===== Records to use =====

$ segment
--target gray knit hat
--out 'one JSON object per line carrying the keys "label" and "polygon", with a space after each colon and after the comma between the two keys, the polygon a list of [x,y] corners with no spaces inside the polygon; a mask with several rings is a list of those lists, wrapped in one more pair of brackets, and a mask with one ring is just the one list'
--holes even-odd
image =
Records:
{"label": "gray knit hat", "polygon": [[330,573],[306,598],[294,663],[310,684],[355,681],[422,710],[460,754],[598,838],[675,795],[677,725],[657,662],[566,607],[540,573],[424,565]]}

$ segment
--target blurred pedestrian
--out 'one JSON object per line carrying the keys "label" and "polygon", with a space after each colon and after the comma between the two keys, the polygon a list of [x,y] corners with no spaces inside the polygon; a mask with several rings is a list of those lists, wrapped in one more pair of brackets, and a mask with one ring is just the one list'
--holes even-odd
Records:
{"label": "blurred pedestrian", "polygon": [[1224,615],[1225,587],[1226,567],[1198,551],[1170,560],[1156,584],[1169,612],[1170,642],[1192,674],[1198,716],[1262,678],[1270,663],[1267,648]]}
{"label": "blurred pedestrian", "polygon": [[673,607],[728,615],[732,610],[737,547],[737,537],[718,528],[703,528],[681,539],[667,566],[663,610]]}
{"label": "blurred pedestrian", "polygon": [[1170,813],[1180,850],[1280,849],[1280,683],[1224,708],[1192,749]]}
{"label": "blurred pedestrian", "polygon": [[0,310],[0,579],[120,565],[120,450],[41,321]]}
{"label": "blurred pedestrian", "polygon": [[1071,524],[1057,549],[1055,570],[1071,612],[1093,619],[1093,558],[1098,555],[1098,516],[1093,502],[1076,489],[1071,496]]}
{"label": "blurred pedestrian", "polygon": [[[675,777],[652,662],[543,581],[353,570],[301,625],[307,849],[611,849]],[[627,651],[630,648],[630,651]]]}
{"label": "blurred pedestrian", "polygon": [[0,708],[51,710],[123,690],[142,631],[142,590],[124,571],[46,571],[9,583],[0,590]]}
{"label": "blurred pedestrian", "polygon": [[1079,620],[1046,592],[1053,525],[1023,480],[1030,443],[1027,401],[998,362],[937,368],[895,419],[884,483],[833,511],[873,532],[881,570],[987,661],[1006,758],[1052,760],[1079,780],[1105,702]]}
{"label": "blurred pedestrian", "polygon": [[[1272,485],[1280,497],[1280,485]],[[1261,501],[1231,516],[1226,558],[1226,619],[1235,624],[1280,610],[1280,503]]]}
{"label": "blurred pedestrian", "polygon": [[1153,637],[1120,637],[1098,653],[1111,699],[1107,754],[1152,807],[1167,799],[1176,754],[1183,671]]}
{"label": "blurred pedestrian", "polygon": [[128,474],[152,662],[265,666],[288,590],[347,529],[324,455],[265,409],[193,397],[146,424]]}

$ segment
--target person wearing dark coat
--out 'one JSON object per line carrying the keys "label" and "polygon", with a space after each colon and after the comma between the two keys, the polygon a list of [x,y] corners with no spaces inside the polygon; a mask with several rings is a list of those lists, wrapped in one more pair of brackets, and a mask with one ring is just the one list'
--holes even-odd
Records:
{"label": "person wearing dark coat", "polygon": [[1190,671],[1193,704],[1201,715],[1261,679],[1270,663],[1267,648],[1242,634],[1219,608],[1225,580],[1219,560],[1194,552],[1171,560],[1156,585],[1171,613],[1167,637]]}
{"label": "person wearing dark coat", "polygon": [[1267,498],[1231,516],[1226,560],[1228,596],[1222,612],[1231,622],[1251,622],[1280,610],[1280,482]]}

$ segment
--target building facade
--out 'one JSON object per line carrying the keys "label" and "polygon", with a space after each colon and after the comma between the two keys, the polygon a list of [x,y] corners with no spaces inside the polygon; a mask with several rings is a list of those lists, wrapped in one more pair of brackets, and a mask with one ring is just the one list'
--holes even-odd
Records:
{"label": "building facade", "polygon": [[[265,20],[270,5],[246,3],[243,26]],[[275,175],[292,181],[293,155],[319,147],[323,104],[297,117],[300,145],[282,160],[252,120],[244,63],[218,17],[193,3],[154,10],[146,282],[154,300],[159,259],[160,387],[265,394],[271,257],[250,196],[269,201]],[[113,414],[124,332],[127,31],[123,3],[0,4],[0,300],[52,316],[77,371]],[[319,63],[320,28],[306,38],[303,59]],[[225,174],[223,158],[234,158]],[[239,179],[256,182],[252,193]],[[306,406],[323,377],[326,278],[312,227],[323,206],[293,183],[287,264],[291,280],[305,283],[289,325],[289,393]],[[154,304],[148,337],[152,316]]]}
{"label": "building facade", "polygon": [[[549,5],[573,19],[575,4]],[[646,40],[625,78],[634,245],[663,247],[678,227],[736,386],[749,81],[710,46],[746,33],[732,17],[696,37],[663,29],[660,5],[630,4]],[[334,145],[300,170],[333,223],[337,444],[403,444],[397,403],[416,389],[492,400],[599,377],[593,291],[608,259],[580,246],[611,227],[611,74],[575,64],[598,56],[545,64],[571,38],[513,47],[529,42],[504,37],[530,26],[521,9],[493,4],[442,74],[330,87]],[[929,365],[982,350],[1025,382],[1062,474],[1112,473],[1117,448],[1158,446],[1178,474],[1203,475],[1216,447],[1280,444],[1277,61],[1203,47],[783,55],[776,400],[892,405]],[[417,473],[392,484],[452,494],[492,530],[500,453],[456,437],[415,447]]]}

=====

Short exercise: Tally the lines of the listing above that contain the string "target", treating uppercase and lowercase as different. Reply with the count alone.

Result of the exercise: 4